-- start TEXT --

Ten years on, Mahfouz, one of the recipients of the 2011 Sakharov Award for Courage, admits that the unprecedented turnout on Jan. 25, 2011, had astounded the young pro-democracy activists that led the movement for change. The protests would quickly gain momentum in the coming days, turning into a full-fledged revolution that 18 days later would force Mubarak to step down.

“We were totally unprepared for the developments that followed Mubarak’s ouster,” Mahfouz recalled. “That is my one regret.”

Dramatic changes have taken place in Egypt since the uprising, but the one thing that has remained constant is the repression, which according to Human Rights Watch has escalated under the rule of military strongman Abdel Fattah al-Sisi who took power in 2014.

With many of her colleagues imprisoned, killed or living in exile, the once outspoken Mahfouz has, not surprisingly perhaps, been forced into silence.

“The fear was always there, but in the past I was able to take a stand against injustice,” she told Al-Monitor. “If you are passionate about a cause, you speak out even if you know you may be harmed for expressing your grievances.” Now a single mother of two, Mahfouz has had to reset her priorities, placing her children’s safety and well-being above all else.

“If you know that your hands are tied and there is nothing you can do to change a particular situation, you choose to remain silent,” she said.

-- end TEXT --

▶ _WRITTEN PROBLEM 1_:
In the passage about Mahfouz, quote the stretch from "Dramatic changes have" through "power in 2014.".
▶ _WRITTEN PROBLEM 2_:
According to the passage about Mahfouz, how many days after the protests began was Mubarak forced to step down?

-- start DATA RECORDS --

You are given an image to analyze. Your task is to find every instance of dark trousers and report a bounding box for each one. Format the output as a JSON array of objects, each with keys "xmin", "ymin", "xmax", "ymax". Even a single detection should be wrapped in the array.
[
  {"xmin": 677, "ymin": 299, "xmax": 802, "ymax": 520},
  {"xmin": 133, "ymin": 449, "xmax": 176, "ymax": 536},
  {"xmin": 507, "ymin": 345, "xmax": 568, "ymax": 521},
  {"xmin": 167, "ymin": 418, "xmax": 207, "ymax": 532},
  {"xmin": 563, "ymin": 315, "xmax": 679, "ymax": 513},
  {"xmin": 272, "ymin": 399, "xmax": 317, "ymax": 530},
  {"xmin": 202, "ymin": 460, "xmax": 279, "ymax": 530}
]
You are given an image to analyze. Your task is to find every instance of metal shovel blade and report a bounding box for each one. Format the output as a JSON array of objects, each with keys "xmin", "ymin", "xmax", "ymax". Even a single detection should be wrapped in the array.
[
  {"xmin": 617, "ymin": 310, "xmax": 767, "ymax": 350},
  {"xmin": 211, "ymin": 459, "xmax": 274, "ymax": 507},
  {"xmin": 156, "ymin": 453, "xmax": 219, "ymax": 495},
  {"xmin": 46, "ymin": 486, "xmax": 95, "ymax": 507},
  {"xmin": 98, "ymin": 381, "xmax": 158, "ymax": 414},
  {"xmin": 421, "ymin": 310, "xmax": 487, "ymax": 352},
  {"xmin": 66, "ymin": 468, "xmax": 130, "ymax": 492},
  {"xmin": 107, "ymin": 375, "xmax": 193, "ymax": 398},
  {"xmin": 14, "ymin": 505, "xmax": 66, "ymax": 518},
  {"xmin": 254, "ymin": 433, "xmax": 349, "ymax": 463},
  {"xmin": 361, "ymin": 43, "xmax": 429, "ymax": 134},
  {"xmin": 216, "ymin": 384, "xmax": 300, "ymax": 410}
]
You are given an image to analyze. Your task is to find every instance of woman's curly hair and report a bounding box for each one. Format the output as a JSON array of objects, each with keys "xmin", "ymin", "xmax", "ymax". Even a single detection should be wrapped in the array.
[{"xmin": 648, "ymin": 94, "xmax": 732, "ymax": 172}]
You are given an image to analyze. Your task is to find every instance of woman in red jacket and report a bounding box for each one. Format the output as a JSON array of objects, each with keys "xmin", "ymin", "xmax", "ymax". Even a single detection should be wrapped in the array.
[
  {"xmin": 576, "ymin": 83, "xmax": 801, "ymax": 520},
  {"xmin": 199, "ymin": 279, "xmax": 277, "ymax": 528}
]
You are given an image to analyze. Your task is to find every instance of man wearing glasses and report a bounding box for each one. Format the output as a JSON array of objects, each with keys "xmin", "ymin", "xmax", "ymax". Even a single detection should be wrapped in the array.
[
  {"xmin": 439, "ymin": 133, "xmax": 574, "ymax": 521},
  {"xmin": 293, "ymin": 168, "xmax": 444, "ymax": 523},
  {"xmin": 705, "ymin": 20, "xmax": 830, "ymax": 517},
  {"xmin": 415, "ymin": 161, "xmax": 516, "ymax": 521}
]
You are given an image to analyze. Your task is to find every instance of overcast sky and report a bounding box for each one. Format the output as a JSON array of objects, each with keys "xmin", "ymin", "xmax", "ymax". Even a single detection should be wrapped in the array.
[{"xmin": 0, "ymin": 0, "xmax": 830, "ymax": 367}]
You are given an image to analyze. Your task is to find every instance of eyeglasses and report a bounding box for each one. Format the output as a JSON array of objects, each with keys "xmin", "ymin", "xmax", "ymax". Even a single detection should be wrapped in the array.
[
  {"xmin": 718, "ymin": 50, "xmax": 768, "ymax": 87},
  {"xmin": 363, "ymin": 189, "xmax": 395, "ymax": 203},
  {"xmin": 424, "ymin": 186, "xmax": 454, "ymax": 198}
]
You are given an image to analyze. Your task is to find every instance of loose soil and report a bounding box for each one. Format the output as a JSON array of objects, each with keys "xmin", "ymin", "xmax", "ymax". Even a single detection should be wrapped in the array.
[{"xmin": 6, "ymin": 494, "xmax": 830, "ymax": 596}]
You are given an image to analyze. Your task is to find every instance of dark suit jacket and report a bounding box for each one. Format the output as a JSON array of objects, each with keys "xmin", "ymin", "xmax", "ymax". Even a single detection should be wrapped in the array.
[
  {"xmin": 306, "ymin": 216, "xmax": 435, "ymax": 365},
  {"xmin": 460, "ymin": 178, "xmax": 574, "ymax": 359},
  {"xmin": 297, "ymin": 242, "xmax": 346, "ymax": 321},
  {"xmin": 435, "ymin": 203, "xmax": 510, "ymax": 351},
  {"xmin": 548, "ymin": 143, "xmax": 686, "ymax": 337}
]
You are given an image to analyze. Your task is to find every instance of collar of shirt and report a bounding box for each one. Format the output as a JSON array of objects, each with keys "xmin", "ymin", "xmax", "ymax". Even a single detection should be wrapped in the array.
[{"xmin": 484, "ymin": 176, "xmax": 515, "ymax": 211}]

-- end DATA RECORDS --

▶ _OUTPUT 1_:
Dramatic changes have taken place in Egypt since the uprising, but the one thing that has remained constant is the repression, which according to Human Rights Watch has escalated under the rule of military strongman Abdel Fattah al-Sisi who took power in 2014.

▶ _OUTPUT 2_:
18 days later.